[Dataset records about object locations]
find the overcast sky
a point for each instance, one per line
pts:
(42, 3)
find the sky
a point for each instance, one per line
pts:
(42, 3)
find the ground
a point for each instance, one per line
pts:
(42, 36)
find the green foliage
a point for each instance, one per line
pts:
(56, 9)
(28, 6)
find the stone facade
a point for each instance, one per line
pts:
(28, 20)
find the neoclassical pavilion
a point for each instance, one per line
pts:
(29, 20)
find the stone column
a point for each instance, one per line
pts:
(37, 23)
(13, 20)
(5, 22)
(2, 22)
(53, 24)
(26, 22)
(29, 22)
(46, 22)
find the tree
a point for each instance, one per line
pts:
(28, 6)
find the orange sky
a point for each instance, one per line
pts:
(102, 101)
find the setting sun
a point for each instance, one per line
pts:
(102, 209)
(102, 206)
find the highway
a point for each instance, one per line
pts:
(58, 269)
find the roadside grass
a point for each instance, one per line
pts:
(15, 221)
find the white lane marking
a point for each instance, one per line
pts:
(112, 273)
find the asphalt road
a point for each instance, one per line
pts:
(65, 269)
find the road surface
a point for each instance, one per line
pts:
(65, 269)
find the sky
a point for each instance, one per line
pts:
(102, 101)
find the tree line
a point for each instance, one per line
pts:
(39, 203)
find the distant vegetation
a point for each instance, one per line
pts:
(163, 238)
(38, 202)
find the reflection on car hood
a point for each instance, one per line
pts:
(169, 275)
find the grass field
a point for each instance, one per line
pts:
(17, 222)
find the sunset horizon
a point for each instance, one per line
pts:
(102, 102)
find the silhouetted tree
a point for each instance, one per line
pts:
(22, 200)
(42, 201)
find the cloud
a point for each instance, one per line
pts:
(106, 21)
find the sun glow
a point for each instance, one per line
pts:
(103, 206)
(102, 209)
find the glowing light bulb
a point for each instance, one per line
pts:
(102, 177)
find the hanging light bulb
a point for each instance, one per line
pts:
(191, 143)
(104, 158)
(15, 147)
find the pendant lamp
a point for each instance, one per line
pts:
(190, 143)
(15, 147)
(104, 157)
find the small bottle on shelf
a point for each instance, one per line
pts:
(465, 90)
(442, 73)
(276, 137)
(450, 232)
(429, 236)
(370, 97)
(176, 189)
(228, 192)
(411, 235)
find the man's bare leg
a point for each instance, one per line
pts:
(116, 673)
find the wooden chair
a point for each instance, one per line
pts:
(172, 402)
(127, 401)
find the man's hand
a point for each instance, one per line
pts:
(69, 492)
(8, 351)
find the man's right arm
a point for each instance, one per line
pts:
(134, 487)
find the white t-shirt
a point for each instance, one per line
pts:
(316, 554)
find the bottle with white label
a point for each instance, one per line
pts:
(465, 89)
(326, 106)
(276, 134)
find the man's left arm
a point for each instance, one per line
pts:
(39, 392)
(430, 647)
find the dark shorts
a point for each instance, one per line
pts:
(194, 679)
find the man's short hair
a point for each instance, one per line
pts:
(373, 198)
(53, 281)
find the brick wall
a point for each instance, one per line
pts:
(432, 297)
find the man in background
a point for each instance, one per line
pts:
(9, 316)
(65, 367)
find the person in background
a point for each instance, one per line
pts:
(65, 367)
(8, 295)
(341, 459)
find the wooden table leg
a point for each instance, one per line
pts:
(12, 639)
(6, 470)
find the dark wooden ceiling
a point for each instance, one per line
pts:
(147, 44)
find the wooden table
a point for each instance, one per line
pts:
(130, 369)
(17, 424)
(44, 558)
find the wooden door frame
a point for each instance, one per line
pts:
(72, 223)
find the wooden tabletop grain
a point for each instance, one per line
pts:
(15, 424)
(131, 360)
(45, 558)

» **AIM OF THE TASK**
Write out all the data again, exactly as it appears.

» **ANSWER TO THE PROBLEM**
find the overcast sky
a point for each instance, one per line
pts:
(42, 3)
find the sky
a point for each instance, one per line
pts:
(42, 3)
find the ground
a point for each instance, one per line
pts:
(42, 36)
find the green foliage
a point for each instance, one per line
pts:
(56, 9)
(28, 6)
find the stone facade
a point for each instance, one per line
pts:
(28, 20)
find the neoclassical pavilion
a point for each instance, one per line
pts:
(29, 20)
find the stone column
a point for each instance, one per line
pts:
(37, 23)
(13, 20)
(5, 22)
(2, 22)
(53, 24)
(26, 22)
(29, 22)
(46, 22)
find the tree
a point for each instance, one per line
pts:
(28, 6)
find the orange sky
a point for each instance, one per line
pts:
(102, 101)
find the setting sun
a point for each instance, one per line
pts:
(102, 209)
(102, 206)
find the highway
a point for each instance, one per line
pts:
(58, 269)
find the roadside grass
a point for each instance, one per line
pts:
(15, 221)
find the white lane marking
a point for each instance, one per line
pts:
(112, 273)
find the asphalt road
a point for each instance, one per line
pts:
(65, 269)
find the road surface
a point for each instance, one per line
pts:
(65, 269)
find the sky
a point for each instance, one per line
pts:
(102, 101)
find the tree line
a point for each instance, one per line
pts:
(39, 203)
find the distant vegetation
a point for each instance, one per line
pts:
(163, 238)
(38, 202)
find the reflection on car hood
a point for each instance, one per line
pts:
(169, 275)
find the grass field
a point for each instance, one per line
pts:
(17, 222)
find the sunset horizon
a point for each instance, one per line
pts:
(102, 102)
find the silhouetted tree
a point for each instance, one per line
pts:
(22, 200)
(42, 201)
find the cloud
a point for each instance, one per line
pts:
(106, 21)
find the sun glow
a point for each instance, one per line
pts:
(103, 206)
(102, 209)
find the glowing light bulb
a point for each instance, one per line
pts:
(102, 177)
find the hanging light bulb
a point for each instance, one per line
pts:
(191, 143)
(104, 158)
(15, 147)
find the pendant lamp
a point for each instance, one per line
pts:
(190, 143)
(15, 147)
(104, 157)
find the small bottle on shelf
a point for each instance, one per line
pts:
(465, 90)
(442, 73)
(276, 137)
(450, 232)
(429, 236)
(370, 97)
(176, 189)
(228, 192)
(411, 235)
find the man's bare leg
a point for each instance, one per line
pts:
(116, 673)
find the wooden chair
a point for each instance, one per line
pts:
(172, 402)
(127, 401)
find the man's hand
a point for each instance, one per line
pts:
(69, 492)
(8, 351)
find the man's right arm
a point for each instance, one per line
pts:
(134, 487)
find the white t-shirt
a point for each instance, one per line
pts:
(316, 554)
find the bottle with white label
a point for each instance, one per line
pts:
(465, 89)
(326, 106)
(276, 134)
find the man's left arm
a point for each instance, one per line
pts:
(39, 392)
(430, 647)
find the dark shorts
a point for each instance, one per line
pts:
(194, 679)
find the man's short hair
a point for each instance, one per line
pts:
(373, 198)
(53, 281)
find the brick wall
a point for each instance, one per line
pts:
(432, 297)
find the man in background
a point for each instance, one per line
pts:
(9, 316)
(65, 367)
find the person in background
a point for each instance, one per line
pts:
(65, 367)
(8, 295)
(341, 459)
find the wooden table leg
a point for each instance, one per line
pts:
(12, 639)
(6, 470)
find the dark wooden ceiling
a point for each instance, one per line
pts:
(147, 44)
find the wooden table
a point for each instance, one per line
pts:
(130, 369)
(17, 424)
(44, 558)
find the wooden door frame
a point for each instance, one per line
pts:
(72, 223)
find the wooden tabletop grain
a point for each instance, one per line
pts:
(15, 424)
(131, 360)
(45, 558)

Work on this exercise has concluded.